◆ 文本段落
============
Leetcode 2360. Longest Cycle in a Graph
Woodyiiiiiii opened this issue · comments
这是求无向图中最短环问题。2608. Shortest Cycle in a Graph
有模版:遍历所有结点,对结点BFS,记录每个经过的结点的距离,这样就能计算环的长度。判断是否有环是通过父子结点和结点距离来综合判断。复杂度是O(nm)。
Tips: 存储边的信息可以用Map<Integer, Set>或者List[] g,通常来说,边稀疏的图用Map,边密集的图用List[],比如这道题,改用List[]后从Beats 5%到72%,有点像领接矩阵。
class Solution {
List<Integer>[] g;
int[] dist;
public int findShortestCycle(int n, int[][] edges) {
dist = new int[n];
g = new ArrayList[n];
for (int i = 0; i < n; i++) {
g[i] = new ArrayList<>();
}
for (int[] edge : edges) {
g[edge[0]].add(edge[1]);
g[edge[1]].add(edge[0]);
}
int res = Integer.MAX_VALUE;
for (int i = 0; i < n; ++i) {
res = Math.min(res, bfs(i));
}
return res == Integer.MAX_VALUE ? -1 : res;
}
private int bfs(int i) {
Arrays.fill(dist, -1);
Queue<int[]> q = new ArrayDeque<>();
q.offer(new int[]{i, -1});
dist[i] = 0;
int res = Integer.MAX_VALUE;
while (!q.isEmpty()) {
int[] cur = q.poll();
for (int next : g[cur[0]]) {
if (dist[next] == -1) {
dist[next] = dist[cur[0]] + 1;
q.offer(new int[]{next, cur[0]});
} else if (next != cur[1]) {
res = Math.min(res, dist[cur[0]] + dist[next] + 1);
}
}
}
return res;
}
}
下面是有向图的环计算。同样可以DFS或者BFS。2360. Longest Cycle in a Graph,参考资料:Graphs | All Algorithms | Theroy And Implementation
类似拓扑排序,2603. Collect Coins in a Tree。先剔除环之外的结点,判断有无环之后,再对环进行长度计算。
============
◆ 给定数据
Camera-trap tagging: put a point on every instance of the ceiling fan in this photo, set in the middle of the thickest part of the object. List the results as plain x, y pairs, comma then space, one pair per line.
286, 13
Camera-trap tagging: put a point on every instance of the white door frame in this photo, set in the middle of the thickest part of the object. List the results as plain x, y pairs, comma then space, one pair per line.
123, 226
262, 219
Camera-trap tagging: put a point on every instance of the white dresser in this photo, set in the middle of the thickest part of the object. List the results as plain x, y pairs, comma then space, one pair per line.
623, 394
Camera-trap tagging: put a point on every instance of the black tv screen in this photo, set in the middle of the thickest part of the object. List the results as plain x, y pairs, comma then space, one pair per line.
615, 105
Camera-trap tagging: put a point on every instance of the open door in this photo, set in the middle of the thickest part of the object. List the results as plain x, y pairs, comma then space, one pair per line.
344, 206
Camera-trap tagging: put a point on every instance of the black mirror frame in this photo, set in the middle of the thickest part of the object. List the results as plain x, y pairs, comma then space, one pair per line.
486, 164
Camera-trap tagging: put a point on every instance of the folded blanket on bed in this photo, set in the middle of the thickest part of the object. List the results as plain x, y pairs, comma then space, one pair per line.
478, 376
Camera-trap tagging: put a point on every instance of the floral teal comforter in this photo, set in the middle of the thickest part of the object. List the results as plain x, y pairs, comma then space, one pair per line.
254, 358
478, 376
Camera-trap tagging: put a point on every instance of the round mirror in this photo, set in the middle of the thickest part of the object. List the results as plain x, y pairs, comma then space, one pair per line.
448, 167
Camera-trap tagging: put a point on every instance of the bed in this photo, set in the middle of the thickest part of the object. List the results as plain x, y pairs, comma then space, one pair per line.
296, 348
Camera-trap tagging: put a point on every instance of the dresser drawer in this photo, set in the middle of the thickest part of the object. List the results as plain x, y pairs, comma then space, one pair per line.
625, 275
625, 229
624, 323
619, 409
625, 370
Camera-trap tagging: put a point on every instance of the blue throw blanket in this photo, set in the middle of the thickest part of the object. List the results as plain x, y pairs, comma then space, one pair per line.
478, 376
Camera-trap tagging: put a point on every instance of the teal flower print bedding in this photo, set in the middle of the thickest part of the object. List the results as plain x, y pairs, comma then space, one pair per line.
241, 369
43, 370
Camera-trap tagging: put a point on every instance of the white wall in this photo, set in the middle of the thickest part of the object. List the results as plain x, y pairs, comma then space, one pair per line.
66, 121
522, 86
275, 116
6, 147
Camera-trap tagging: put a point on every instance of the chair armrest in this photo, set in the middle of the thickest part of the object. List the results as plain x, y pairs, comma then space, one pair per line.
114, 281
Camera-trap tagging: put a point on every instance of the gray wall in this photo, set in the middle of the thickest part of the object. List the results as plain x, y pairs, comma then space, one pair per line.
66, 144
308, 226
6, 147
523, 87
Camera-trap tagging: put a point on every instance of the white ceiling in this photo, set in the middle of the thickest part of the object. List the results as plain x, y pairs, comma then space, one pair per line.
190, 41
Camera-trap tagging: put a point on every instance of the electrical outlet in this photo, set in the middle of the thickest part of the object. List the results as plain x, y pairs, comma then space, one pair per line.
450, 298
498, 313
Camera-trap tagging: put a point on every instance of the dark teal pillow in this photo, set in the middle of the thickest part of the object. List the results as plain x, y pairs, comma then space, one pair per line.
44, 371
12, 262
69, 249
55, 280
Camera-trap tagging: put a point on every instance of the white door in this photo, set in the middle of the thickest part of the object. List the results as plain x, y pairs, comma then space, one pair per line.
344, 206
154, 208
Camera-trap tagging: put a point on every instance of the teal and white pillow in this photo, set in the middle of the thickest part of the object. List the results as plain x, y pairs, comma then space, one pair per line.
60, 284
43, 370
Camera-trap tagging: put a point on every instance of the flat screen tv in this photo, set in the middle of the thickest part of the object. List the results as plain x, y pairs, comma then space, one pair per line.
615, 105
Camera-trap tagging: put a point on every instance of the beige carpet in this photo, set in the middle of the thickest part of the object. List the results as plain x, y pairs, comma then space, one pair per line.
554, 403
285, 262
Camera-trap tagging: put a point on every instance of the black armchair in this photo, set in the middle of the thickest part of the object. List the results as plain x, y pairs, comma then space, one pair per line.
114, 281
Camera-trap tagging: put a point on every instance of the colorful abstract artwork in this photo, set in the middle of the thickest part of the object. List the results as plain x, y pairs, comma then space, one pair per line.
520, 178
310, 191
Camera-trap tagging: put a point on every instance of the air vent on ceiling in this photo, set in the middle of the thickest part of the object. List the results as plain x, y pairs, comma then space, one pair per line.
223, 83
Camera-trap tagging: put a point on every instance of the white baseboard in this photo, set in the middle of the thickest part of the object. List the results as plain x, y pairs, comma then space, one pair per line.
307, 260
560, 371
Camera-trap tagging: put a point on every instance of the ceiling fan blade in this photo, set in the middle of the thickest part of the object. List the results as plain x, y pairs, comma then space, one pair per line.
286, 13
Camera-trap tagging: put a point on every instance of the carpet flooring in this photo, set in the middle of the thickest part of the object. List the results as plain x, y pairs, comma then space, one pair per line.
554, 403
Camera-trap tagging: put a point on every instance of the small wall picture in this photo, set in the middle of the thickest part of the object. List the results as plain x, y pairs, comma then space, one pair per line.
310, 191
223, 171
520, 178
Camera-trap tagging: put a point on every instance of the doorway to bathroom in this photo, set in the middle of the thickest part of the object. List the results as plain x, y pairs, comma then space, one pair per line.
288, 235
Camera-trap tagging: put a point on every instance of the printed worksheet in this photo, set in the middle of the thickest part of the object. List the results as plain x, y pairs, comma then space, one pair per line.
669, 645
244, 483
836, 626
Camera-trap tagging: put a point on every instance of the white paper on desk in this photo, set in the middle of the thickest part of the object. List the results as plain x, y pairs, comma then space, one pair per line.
============
◆ 待办任务
请将上方讲图中求环的文本段落逐字照录，范围从“Leetcode 2360. Longest”到“合判断。复杂度是O(nm)。”，首尾两处都要包括在内。

◆ 答案如下
Leetcode 2360. Longest Cycle in a Graph
Woodyiiiiiii opened this issue · comments
这是求无向图中最短环问题。2608. Shortest Cycle in a Graph
有模版:遍历所有结点,对结点BFS,记录每个经过的结点的距离,这样就能计算环的长度。判断是否有环是通过父子结点和结点距离来综合判断。复杂度是O(nm)。